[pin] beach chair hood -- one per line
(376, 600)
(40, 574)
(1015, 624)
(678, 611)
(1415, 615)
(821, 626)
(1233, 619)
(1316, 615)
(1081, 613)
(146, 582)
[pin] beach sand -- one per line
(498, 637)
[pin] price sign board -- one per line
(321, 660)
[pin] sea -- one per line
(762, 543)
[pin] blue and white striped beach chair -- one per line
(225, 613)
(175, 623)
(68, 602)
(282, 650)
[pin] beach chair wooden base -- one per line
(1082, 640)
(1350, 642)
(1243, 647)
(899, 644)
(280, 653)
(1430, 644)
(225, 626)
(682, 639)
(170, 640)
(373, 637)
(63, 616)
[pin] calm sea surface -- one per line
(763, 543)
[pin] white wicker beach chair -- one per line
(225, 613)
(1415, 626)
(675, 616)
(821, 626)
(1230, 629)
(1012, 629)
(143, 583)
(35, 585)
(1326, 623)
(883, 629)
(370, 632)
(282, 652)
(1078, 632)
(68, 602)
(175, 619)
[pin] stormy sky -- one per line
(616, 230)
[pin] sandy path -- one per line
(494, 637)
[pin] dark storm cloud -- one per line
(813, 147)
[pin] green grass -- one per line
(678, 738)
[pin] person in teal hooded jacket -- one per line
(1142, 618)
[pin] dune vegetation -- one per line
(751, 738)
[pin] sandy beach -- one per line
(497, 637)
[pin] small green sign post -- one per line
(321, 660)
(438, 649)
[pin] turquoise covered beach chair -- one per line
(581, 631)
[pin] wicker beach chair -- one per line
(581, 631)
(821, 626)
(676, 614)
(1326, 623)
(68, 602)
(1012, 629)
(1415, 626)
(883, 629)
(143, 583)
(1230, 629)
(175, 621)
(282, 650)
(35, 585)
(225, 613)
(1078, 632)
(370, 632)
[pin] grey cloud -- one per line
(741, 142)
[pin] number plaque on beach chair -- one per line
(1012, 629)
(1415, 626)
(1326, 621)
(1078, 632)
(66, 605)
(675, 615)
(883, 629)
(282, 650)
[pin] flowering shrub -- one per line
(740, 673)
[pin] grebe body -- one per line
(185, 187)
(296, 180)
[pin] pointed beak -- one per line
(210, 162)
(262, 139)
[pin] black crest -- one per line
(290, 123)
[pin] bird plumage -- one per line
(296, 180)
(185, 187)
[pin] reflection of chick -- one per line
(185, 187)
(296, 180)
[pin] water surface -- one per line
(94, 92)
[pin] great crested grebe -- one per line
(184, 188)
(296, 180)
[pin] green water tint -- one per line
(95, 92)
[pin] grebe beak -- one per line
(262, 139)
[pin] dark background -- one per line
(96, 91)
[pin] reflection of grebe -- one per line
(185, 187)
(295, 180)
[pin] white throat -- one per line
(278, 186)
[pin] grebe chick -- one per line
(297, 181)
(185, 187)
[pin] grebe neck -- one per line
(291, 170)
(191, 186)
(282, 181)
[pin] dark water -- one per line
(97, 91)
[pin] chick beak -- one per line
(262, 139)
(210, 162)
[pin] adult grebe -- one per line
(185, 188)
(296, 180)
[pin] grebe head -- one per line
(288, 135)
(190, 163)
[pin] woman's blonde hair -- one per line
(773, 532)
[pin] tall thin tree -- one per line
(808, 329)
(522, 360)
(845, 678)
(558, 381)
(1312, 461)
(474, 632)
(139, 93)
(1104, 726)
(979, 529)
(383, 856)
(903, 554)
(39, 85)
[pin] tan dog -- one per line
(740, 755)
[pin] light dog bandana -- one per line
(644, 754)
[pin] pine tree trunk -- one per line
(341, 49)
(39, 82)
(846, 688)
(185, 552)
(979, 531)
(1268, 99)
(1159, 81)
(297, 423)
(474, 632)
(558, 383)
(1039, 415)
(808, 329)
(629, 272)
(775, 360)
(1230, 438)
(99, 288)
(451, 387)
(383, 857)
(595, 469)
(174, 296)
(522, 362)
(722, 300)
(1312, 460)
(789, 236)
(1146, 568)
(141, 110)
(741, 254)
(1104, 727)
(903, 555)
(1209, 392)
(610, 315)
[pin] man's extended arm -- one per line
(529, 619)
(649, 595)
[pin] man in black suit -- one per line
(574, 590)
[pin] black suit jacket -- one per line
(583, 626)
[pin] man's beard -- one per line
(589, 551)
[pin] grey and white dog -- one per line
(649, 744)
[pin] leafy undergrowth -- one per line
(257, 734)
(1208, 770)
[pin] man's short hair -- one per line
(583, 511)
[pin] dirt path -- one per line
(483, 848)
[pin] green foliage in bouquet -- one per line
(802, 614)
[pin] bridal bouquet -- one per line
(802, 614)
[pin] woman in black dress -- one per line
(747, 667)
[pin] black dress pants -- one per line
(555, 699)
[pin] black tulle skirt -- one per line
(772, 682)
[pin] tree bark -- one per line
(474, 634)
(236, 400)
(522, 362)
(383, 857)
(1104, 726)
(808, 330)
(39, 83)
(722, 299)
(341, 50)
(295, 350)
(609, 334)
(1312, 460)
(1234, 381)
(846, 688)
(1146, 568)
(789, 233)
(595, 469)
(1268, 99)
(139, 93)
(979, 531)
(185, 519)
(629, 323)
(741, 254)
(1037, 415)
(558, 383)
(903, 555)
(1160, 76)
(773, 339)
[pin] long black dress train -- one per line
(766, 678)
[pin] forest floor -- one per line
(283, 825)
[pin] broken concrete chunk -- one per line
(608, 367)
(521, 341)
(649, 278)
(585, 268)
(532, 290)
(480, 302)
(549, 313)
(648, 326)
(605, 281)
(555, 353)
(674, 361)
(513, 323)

§ **What the task asks**:
Exact copies of all the entries above are required.

§ **Answer below**:
[pin] beach chair hood -- one per line
(376, 600)
(40, 574)
(1015, 624)
(678, 611)
(1415, 615)
(821, 626)
(1233, 619)
(1316, 615)
(1081, 613)
(146, 582)
[pin] beach sand -- one per line
(498, 637)
[pin] price sign board -- one per line
(321, 660)
[pin] sea -- one per line
(762, 543)
[pin] blue and white striped beach chair -- one per line
(225, 613)
(175, 623)
(68, 602)
(282, 650)
[pin] beach chair wooden base -- one per line
(1082, 640)
(1350, 642)
(1243, 647)
(899, 644)
(280, 653)
(1430, 644)
(225, 626)
(682, 639)
(170, 640)
(373, 637)
(63, 616)
[pin] calm sea surface -- one per line
(763, 543)
[pin] white wicker beach chair -- one per line
(225, 613)
(1415, 626)
(675, 616)
(821, 626)
(1230, 629)
(1012, 629)
(143, 583)
(35, 585)
(1326, 623)
(883, 629)
(370, 632)
(282, 652)
(1078, 632)
(68, 602)
(175, 619)
[pin] stormy sky -- one per line
(616, 230)
[pin] sandy path -- one per line
(494, 637)
[pin] dark storm cloud -- one per line
(813, 147)
[pin] green grass -- one per line
(678, 738)
[pin] person in teal hooded jacket -- one per line
(1142, 618)
[pin] dune vegetation -- one per line
(751, 738)
[pin] sandy beach -- one per line
(497, 637)
[pin] small green sign post -- one per line
(321, 660)
(438, 649)
[pin] turquoise covered beach chair -- one per line
(581, 631)
[pin] wicker beach chair -- one per line
(581, 631)
(821, 626)
(676, 614)
(1326, 623)
(68, 602)
(1012, 629)
(1415, 626)
(883, 629)
(143, 583)
(1230, 629)
(175, 621)
(282, 650)
(35, 585)
(225, 613)
(1078, 632)
(370, 632)
[pin] grey cloud -- one per line
(741, 142)
[pin] number plaque on beach chair -- one per line
(1012, 629)
(1415, 626)
(1326, 621)
(1078, 632)
(66, 605)
(675, 615)
(883, 629)
(282, 650)
[pin] flowering shrub -- one per line
(740, 673)
[pin] grebe body -- one per line
(185, 187)
(296, 180)
[pin] pointed beak -- one per line
(210, 162)
(262, 139)
[pin] black crest -- one per line
(290, 123)
[pin] bird plumage -- one per line
(296, 180)
(185, 187)
[pin] reflection of chick -- one per line
(185, 187)
(296, 180)
[pin] water surface -- one per line
(94, 92)
[pin] great crested grebe -- one per line
(184, 188)
(296, 180)
[pin] green water tint -- one per line
(95, 92)
[pin] grebe beak -- one per line
(262, 139)
[pin] dark background -- one per line
(96, 91)
[pin] reflection of grebe -- one per line
(185, 187)
(295, 180)
[pin] white throat -- one per line
(278, 186)
[pin] grebe chick -- one per line
(297, 181)
(185, 187)
[pin] grebe neck -- one per line
(291, 170)
(191, 186)
(282, 181)
[pin] dark water -- one per line
(97, 91)
[pin] chick beak -- one per line
(262, 139)
(210, 162)
[pin] adult grebe -- one per line
(185, 188)
(296, 180)
[pin] grebe head -- one per line
(288, 135)
(190, 163)
[pin] woman's blonde hair -- one per line
(773, 532)
[pin] tall thin tree -- one per line
(808, 329)
(522, 360)
(845, 678)
(558, 381)
(1312, 461)
(474, 632)
(139, 93)
(1104, 726)
(979, 529)
(383, 856)
(903, 554)
(39, 85)
[pin] tan dog -- one per line
(740, 755)
[pin] light dog bandana -- one per line
(644, 754)
[pin] pine tree trunk -- one per line
(341, 49)
(39, 82)
(846, 688)
(185, 552)
(979, 531)
(1268, 99)
(1159, 81)
(297, 423)
(474, 632)
(558, 383)
(1039, 415)
(808, 329)
(629, 272)
(775, 360)
(1230, 438)
(99, 288)
(451, 387)
(383, 857)
(595, 469)
(174, 296)
(522, 362)
(722, 300)
(1312, 460)
(789, 236)
(1146, 568)
(141, 110)
(741, 254)
(1104, 727)
(903, 555)
(1209, 392)
(610, 315)
[pin] man's extended arm -- one per line
(529, 619)
(649, 595)
[pin] man in black suit -- one per line
(574, 590)
[pin] black suit jacket -- one per line
(583, 626)
[pin] man's beard -- one per line
(589, 551)
[pin] grey and white dog -- one per line
(649, 744)
[pin] leafy undergrowth -- one per line
(257, 734)
(1208, 770)
[pin] man's short hair -- one per line
(583, 511)
[pin] dirt path -- one per line
(483, 848)
[pin] green foliage in bouquet -- one per line
(802, 614)
[pin] bridal bouquet -- one per line
(802, 614)
[pin] woman in black dress -- one per line
(747, 667)
[pin] black dress pants -- one per line
(555, 699)
[pin] black tulle skirt -- one per line
(772, 682)
[pin] tree bark -- one per line
(474, 634)
(236, 400)
(522, 362)
(383, 857)
(1104, 726)
(808, 330)
(39, 83)
(722, 299)
(341, 50)
(295, 350)
(609, 334)
(1312, 460)
(1234, 381)
(846, 688)
(1146, 568)
(789, 233)
(595, 469)
(1268, 99)
(139, 93)
(979, 531)
(185, 519)
(629, 323)
(741, 254)
(1037, 415)
(558, 383)
(903, 555)
(1160, 76)
(773, 339)
[pin] long black dress train -- one per line
(766, 678)
[pin] forest floor -- one per line
(283, 825)
[pin] broken concrete chunk -- one per line
(608, 367)
(521, 341)
(649, 278)
(585, 268)
(532, 290)
(480, 302)
(549, 313)
(648, 326)
(605, 281)
(555, 353)
(674, 361)
(513, 323)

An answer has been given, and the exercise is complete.